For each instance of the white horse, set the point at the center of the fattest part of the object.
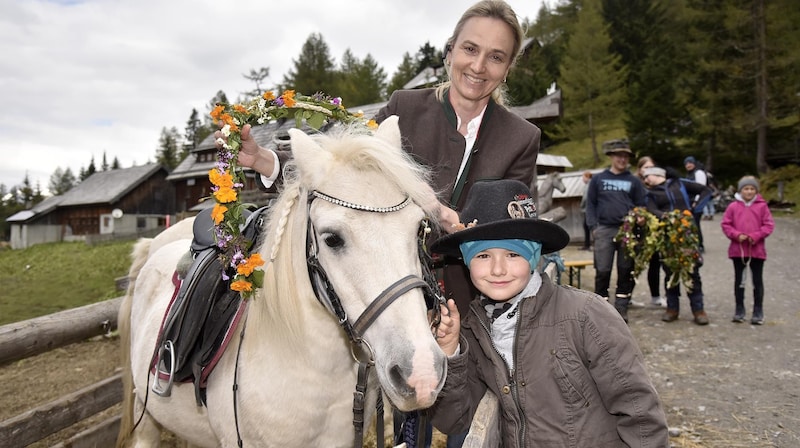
(552, 181)
(362, 199)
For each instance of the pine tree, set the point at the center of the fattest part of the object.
(314, 70)
(360, 82)
(591, 81)
(405, 72)
(61, 181)
(167, 153)
(258, 77)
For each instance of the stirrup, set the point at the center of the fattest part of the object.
(158, 388)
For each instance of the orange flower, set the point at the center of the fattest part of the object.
(229, 120)
(215, 114)
(250, 265)
(225, 195)
(222, 180)
(242, 286)
(218, 213)
(288, 98)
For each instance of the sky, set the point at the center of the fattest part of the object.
(84, 78)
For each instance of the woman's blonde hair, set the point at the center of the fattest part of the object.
(493, 9)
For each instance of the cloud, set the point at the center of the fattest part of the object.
(79, 79)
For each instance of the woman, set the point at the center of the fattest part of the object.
(461, 129)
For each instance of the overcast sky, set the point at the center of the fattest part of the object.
(79, 78)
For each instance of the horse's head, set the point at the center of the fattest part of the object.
(365, 200)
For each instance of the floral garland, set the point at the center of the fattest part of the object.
(227, 177)
(639, 234)
(674, 237)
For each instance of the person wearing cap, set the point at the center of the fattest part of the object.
(611, 195)
(678, 194)
(561, 361)
(747, 223)
(695, 173)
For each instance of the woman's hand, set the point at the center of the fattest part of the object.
(447, 333)
(250, 154)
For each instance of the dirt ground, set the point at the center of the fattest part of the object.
(723, 385)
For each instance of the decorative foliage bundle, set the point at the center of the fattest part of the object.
(674, 238)
(227, 177)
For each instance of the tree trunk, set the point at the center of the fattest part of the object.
(762, 122)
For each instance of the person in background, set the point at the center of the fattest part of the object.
(654, 266)
(612, 194)
(747, 223)
(677, 194)
(587, 232)
(695, 173)
(562, 363)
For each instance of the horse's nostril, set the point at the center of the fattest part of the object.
(399, 379)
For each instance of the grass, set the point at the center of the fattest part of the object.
(48, 278)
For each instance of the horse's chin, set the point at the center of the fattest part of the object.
(420, 388)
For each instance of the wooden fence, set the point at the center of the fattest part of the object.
(32, 337)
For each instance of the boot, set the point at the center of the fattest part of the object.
(621, 304)
(700, 317)
(670, 315)
(738, 317)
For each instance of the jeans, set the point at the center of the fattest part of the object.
(654, 276)
(604, 251)
(757, 269)
(587, 234)
(695, 295)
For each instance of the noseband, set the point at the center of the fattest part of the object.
(325, 293)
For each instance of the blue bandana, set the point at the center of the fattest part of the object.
(530, 250)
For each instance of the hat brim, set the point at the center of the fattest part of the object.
(552, 237)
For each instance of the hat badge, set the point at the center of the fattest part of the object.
(522, 207)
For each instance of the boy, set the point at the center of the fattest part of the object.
(561, 361)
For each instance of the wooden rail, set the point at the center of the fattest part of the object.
(35, 336)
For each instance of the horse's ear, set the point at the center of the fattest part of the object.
(389, 130)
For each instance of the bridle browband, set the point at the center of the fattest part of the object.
(327, 296)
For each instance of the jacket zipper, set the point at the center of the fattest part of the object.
(512, 372)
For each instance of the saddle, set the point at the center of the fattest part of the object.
(202, 314)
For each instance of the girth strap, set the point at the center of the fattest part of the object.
(386, 298)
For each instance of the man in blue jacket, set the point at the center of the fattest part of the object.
(611, 195)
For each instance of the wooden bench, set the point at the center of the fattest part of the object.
(574, 267)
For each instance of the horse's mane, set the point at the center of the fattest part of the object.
(281, 307)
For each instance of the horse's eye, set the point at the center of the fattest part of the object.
(333, 241)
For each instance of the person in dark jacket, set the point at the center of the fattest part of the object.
(563, 364)
(678, 194)
(461, 129)
(611, 195)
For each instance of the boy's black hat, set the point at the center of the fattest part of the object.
(502, 209)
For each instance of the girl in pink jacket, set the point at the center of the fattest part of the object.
(747, 223)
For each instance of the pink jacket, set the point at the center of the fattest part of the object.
(754, 221)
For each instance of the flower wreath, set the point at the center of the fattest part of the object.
(674, 237)
(227, 177)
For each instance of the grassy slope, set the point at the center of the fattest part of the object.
(47, 278)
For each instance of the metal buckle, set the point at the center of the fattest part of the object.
(158, 387)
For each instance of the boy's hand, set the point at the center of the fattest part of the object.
(447, 333)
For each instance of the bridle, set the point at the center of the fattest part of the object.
(328, 297)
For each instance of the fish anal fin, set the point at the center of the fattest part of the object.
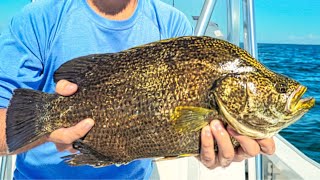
(174, 157)
(87, 156)
(190, 118)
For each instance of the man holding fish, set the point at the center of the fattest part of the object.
(48, 33)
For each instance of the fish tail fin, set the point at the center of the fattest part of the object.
(28, 118)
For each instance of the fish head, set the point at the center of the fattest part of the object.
(259, 106)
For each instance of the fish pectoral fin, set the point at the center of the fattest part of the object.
(87, 156)
(190, 118)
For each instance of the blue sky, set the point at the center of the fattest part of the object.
(277, 21)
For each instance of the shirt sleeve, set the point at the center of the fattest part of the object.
(20, 57)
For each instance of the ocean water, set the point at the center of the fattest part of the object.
(302, 63)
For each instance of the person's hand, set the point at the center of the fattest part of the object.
(64, 137)
(227, 154)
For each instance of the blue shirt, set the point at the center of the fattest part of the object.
(48, 33)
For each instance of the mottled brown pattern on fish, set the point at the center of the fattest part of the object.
(133, 94)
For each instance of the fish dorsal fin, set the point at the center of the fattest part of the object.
(190, 118)
(77, 69)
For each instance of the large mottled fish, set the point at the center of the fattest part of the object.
(152, 101)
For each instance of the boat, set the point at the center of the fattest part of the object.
(286, 163)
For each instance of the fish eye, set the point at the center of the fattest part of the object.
(281, 87)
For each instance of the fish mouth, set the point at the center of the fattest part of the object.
(296, 103)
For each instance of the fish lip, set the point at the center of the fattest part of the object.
(296, 103)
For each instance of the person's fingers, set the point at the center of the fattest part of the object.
(66, 88)
(71, 134)
(207, 153)
(65, 147)
(267, 145)
(225, 147)
(249, 146)
(240, 155)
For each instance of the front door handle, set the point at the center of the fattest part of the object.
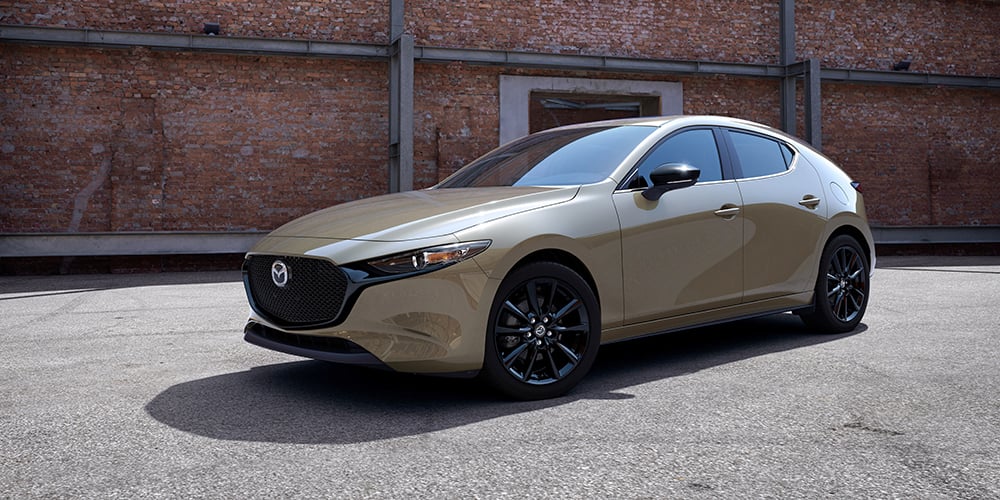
(809, 201)
(728, 211)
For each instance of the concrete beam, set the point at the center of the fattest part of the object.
(126, 243)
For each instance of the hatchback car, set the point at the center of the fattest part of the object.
(521, 264)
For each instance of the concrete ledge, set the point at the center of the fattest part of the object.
(915, 235)
(126, 243)
(222, 242)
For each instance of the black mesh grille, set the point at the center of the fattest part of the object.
(314, 293)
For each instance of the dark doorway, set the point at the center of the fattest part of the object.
(553, 109)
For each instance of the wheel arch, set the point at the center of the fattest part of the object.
(565, 258)
(852, 231)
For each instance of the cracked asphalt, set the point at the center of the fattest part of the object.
(136, 386)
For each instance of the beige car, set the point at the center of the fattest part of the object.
(520, 265)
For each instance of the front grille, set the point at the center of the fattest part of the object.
(314, 293)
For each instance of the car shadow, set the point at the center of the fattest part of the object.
(312, 402)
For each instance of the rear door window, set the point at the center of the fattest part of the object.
(759, 156)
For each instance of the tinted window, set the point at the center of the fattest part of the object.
(759, 155)
(556, 158)
(692, 147)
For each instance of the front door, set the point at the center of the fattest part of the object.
(683, 252)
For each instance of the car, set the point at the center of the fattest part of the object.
(520, 265)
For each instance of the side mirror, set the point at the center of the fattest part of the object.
(668, 177)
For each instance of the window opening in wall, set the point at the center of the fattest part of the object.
(553, 109)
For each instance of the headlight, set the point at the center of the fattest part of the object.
(428, 259)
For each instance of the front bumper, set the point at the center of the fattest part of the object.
(431, 323)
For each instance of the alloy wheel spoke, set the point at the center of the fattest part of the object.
(556, 374)
(570, 329)
(503, 330)
(515, 311)
(532, 289)
(568, 308)
(574, 358)
(531, 362)
(510, 358)
(553, 288)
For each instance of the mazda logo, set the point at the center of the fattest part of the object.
(280, 273)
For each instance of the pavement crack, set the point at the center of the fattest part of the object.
(868, 428)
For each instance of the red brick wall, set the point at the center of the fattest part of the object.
(340, 20)
(940, 36)
(729, 30)
(923, 155)
(141, 140)
(114, 140)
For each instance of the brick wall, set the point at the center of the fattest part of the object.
(939, 36)
(341, 20)
(729, 30)
(923, 155)
(122, 140)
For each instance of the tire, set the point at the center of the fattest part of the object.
(543, 334)
(842, 287)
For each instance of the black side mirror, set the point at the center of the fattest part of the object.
(668, 177)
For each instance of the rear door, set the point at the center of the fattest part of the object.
(784, 215)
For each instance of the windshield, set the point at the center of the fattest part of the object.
(556, 158)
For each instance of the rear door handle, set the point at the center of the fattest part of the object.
(727, 211)
(809, 201)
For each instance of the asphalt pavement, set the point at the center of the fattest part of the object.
(140, 386)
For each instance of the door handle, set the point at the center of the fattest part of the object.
(727, 212)
(809, 201)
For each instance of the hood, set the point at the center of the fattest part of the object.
(421, 214)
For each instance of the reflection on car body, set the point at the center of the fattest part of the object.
(521, 264)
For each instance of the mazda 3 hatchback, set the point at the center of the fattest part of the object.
(521, 264)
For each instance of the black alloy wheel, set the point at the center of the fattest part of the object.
(842, 287)
(544, 332)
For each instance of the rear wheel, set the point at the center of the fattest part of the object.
(544, 332)
(841, 293)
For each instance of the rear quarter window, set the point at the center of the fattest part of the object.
(760, 156)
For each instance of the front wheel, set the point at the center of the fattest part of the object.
(841, 293)
(544, 332)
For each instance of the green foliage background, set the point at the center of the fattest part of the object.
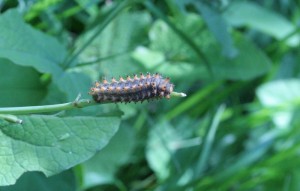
※ ※ ※
Your output should consist solely of the lines from the line containing "For each instance of the asphalt" through the last line of the entries, verbatim, minus any pictures.

◆ **TASK SOLUTION**
For each instance of the asphalt pavement, set the point at the center of the fattest part of the object.
(140, 386)
For each instance of the door handle, set the point at the center of the fattest part of the object.
(727, 212)
(809, 201)
For each instance of the hood, set the point at the center of the fattest part of the object.
(421, 214)
For each instance of the reflection on car body, set the point at the center of the fattest part of the object.
(521, 264)
For each instance of the mazda 3 hatchback, set the point at the center of the fattest part of the object.
(521, 264)
For each instance of the black alloy wheel, set the point at the center of the fattest part of the object.
(842, 287)
(544, 332)
For each instance of the rear wheel, set the point at the center of the fattest part of the object.
(544, 332)
(841, 293)
For each instance of the rear quarter window, set the point at the center of the fattest part of the object.
(760, 156)
For each instance of the front wheel, set the point at the center of the fattest part of the object.
(841, 293)
(544, 332)
For each instance of the green foliage background, set the point at the center of the fattest part of the object.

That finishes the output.